■ Directions ■
How many lines in the listing below contain the string "arch"? Reply with the number alone.

[Spatial annotation records]
..............................

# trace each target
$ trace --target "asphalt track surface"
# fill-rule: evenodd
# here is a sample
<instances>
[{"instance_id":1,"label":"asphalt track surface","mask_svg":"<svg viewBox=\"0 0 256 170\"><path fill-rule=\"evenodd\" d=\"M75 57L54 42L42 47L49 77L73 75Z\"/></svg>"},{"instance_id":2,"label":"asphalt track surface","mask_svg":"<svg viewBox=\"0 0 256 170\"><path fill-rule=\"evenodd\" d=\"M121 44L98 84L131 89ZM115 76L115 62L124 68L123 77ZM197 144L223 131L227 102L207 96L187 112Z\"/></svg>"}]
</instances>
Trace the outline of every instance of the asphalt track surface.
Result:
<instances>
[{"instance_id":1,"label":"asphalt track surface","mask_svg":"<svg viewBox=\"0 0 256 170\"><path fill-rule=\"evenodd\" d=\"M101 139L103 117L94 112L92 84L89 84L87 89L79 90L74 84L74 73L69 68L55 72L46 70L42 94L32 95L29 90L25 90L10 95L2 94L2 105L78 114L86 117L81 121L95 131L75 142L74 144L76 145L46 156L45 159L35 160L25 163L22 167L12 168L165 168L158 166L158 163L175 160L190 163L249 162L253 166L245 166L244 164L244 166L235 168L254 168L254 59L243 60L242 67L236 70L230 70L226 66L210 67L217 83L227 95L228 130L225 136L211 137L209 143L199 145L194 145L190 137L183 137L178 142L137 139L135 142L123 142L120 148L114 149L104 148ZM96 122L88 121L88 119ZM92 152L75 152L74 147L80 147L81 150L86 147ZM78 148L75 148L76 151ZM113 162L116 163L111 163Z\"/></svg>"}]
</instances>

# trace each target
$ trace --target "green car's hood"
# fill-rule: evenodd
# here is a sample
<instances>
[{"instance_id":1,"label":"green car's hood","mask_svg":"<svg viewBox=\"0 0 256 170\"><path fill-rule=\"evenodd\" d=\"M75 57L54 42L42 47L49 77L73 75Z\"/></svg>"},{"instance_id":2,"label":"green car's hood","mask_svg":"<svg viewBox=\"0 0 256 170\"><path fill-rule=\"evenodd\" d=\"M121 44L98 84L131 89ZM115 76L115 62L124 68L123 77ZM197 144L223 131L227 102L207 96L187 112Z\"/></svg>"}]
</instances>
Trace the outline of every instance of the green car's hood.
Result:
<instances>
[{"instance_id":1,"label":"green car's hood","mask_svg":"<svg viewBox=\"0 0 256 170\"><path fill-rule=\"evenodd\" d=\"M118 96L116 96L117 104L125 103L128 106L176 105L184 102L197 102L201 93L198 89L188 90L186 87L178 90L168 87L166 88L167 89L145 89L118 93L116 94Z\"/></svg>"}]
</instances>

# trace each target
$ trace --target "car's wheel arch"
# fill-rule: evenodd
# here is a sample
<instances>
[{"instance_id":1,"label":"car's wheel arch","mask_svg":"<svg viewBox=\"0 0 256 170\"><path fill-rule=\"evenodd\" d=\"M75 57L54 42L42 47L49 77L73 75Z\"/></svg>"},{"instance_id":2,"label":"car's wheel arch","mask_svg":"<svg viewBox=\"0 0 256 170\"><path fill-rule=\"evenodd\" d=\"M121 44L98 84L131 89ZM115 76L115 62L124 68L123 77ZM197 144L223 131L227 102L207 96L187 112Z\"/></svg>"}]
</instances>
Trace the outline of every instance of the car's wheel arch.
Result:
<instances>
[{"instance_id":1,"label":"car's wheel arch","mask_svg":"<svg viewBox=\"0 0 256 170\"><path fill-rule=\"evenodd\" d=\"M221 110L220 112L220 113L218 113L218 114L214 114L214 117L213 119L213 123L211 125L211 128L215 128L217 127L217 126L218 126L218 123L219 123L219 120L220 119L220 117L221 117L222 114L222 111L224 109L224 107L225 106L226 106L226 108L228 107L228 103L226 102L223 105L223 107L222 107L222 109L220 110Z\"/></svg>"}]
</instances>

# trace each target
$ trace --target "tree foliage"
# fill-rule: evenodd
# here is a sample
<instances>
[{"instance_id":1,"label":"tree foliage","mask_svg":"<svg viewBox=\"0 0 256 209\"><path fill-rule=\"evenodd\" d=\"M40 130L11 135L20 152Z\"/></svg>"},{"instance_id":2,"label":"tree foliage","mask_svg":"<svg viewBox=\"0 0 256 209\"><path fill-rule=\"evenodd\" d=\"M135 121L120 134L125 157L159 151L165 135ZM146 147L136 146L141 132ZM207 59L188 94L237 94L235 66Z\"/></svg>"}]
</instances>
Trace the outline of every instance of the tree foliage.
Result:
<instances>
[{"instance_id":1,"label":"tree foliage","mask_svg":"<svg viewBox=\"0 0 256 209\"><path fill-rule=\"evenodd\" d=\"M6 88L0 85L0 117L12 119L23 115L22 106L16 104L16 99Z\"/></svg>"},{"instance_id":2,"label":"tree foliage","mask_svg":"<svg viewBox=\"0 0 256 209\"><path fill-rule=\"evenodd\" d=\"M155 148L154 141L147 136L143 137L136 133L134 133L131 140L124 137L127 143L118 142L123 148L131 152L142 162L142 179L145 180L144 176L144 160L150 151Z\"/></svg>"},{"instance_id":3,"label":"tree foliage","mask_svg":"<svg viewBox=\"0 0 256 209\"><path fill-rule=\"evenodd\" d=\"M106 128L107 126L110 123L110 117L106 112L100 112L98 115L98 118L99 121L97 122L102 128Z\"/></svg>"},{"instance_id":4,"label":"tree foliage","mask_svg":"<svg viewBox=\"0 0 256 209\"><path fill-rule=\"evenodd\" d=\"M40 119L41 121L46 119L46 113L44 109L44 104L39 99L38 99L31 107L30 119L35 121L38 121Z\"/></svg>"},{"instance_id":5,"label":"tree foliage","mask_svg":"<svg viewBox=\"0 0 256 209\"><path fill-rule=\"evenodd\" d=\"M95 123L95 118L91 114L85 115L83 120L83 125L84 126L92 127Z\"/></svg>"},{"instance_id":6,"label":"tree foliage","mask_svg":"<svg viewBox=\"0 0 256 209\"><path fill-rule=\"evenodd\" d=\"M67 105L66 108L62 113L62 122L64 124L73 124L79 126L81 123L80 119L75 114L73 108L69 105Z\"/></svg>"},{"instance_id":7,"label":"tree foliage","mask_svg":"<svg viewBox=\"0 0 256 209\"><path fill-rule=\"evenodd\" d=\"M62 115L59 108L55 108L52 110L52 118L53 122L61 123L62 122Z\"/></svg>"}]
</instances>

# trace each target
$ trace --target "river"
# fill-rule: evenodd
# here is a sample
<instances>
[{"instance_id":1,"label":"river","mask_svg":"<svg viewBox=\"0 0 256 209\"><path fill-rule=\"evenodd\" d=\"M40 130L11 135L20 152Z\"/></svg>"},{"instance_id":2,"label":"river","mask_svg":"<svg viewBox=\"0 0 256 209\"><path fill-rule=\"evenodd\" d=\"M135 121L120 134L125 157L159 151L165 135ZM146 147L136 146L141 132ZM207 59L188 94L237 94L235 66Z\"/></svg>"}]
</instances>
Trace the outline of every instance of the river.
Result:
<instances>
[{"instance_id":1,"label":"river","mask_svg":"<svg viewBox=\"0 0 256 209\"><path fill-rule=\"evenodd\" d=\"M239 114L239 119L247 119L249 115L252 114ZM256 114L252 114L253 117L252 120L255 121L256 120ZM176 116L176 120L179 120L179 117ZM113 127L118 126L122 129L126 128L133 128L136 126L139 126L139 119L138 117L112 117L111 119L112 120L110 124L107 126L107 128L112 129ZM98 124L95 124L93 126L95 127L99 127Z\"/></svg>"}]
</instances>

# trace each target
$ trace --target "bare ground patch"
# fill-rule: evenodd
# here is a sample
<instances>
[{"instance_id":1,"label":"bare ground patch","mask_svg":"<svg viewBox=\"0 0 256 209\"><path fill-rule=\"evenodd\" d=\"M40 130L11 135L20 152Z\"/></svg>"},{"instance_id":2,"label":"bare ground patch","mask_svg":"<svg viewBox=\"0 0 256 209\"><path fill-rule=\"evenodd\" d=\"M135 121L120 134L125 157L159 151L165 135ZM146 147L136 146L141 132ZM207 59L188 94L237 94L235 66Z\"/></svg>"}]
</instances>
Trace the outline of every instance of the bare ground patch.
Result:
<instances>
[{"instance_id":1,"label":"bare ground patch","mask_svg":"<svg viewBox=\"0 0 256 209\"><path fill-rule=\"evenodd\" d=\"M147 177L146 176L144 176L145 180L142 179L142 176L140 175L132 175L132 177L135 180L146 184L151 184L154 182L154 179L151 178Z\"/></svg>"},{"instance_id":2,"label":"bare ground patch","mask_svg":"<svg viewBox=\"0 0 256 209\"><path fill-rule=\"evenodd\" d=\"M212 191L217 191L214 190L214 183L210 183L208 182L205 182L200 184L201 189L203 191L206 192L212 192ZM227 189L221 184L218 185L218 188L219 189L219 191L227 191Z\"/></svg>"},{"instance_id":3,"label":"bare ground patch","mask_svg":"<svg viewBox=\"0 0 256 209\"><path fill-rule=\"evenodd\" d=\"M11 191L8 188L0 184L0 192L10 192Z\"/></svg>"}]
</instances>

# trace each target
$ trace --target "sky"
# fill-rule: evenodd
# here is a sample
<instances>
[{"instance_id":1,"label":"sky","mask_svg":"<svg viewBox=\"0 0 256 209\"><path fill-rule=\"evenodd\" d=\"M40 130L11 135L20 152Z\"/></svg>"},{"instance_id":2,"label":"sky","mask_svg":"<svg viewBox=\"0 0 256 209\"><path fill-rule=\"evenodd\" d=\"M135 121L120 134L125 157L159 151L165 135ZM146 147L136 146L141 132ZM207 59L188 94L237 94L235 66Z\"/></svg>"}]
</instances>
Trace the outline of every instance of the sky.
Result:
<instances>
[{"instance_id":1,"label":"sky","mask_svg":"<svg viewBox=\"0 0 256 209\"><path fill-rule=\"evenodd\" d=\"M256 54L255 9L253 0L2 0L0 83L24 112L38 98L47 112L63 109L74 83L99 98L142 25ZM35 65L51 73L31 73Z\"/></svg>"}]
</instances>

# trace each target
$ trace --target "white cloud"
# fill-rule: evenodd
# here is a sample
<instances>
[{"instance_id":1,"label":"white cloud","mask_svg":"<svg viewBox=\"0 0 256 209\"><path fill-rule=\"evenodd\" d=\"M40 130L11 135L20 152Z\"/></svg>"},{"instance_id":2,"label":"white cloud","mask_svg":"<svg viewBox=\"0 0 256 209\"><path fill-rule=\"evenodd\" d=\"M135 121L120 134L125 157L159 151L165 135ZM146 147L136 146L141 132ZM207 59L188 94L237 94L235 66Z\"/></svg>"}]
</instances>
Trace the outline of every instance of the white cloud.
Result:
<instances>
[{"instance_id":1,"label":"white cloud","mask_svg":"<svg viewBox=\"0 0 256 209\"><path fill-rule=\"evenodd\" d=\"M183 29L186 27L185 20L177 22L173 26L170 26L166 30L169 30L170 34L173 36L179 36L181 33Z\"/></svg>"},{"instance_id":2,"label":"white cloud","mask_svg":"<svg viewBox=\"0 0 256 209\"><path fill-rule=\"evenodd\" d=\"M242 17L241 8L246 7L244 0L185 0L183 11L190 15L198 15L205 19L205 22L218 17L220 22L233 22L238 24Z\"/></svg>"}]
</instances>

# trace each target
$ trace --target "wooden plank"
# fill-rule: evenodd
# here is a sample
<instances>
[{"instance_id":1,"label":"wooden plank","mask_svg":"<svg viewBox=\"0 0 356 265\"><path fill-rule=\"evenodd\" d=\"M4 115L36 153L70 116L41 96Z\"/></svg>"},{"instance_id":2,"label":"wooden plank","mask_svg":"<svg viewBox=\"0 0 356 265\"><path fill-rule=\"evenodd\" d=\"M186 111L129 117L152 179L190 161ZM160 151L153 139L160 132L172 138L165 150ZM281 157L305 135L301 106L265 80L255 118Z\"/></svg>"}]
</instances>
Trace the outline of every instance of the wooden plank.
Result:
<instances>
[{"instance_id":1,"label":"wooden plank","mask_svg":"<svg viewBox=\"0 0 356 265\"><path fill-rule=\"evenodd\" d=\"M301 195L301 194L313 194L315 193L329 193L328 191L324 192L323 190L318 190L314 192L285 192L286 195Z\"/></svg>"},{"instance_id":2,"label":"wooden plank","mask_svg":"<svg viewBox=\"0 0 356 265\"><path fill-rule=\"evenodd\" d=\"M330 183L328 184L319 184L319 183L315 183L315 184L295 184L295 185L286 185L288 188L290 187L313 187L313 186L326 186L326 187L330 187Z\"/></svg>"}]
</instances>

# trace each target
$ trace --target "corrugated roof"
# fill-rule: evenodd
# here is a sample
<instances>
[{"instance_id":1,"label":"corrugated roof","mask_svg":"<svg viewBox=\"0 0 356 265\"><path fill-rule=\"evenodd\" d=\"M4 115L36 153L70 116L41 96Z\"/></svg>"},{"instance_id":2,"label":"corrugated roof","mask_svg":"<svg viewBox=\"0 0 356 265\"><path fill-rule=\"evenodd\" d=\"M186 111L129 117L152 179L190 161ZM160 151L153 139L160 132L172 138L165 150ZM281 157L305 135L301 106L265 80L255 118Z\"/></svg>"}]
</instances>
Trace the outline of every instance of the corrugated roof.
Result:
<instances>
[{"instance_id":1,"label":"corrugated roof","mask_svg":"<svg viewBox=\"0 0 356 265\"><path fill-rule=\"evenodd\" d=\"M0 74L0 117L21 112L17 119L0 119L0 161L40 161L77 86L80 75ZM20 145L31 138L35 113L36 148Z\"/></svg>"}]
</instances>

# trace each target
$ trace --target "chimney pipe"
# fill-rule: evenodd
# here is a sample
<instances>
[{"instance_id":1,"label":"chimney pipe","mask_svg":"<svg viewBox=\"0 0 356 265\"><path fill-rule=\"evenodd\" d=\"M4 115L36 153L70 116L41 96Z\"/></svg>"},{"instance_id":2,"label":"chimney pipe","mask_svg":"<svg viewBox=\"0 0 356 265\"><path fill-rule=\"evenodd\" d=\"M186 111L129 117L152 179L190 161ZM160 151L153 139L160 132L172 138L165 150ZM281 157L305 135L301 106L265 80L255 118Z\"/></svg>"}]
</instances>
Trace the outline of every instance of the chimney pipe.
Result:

..............................

■ Solution to the problem ■
4